> **RECORDS TO PROCESS**
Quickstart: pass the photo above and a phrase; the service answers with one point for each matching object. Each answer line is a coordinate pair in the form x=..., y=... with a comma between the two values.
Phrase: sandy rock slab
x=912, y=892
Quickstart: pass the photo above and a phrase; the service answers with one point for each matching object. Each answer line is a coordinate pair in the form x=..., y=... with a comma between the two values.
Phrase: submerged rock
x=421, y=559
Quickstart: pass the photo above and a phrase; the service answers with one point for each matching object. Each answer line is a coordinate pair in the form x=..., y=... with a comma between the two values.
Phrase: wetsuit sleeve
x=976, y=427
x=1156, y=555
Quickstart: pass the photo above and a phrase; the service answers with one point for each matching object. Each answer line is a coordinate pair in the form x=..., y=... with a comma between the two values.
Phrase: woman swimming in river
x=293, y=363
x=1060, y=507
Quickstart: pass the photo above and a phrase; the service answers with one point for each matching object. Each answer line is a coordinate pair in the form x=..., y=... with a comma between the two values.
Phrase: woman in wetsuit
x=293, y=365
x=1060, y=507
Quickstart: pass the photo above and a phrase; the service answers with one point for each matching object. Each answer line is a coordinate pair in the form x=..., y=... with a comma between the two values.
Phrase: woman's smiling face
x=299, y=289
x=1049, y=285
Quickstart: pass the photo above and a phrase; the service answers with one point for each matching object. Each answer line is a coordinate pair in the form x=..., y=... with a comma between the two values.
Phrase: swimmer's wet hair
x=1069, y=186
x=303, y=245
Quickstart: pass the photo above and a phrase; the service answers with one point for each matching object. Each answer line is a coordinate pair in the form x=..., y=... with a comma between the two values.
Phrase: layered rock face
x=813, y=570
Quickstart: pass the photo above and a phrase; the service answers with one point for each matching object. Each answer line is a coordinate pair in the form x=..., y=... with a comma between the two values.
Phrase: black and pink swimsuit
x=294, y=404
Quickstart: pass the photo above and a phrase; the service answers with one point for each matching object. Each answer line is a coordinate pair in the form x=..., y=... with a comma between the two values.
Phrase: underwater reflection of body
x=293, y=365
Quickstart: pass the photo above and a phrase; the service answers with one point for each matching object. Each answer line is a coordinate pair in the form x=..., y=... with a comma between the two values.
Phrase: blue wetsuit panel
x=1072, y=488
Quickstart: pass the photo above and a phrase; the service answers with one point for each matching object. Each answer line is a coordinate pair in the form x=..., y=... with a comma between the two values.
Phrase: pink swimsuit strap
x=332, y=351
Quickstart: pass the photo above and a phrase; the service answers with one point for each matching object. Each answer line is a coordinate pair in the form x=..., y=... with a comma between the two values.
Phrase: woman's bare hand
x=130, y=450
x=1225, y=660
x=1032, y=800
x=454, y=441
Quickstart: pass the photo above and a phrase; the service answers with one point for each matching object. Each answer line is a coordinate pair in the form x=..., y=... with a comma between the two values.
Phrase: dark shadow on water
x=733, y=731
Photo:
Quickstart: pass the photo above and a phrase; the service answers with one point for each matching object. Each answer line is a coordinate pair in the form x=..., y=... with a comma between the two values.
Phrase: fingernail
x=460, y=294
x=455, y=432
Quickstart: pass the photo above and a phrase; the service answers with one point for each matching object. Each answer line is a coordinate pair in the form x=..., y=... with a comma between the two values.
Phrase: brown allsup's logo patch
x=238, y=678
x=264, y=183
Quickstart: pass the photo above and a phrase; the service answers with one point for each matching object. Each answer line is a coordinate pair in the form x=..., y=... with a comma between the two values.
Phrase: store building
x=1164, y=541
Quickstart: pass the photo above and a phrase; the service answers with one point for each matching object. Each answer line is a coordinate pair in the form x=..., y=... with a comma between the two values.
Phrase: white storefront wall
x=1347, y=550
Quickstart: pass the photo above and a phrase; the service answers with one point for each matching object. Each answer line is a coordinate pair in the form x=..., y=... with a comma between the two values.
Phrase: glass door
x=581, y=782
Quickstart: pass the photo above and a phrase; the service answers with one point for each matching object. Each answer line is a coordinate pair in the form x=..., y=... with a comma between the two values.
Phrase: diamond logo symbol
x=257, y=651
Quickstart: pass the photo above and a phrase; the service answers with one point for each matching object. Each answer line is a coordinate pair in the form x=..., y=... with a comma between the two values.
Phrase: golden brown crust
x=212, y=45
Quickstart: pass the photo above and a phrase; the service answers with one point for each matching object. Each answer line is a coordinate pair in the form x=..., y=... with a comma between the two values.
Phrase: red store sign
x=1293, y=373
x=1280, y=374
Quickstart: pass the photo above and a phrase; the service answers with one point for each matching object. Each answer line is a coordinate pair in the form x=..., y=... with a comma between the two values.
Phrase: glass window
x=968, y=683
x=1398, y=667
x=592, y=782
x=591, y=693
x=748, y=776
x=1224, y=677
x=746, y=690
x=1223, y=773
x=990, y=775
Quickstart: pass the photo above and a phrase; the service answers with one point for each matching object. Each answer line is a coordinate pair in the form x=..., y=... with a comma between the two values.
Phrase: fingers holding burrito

> **WRITTEN INSTRUCTION**
Reproduce every line from the start of the items through the line containing "x=912, y=892", requests included, and nothing beyond it. Multiply each coordinate in the answers by 2.2 and round the results to whole numbers, with halves rounded up.

> **EXERCISE SOLUTION**
Quickstart: pass the photo above and a phrase; the service answers with one point for each matching object. Each answer line is a coordinate pair in the form x=..., y=... with a comma between the two values.
Phrase: sandy rock slab
x=2006, y=1962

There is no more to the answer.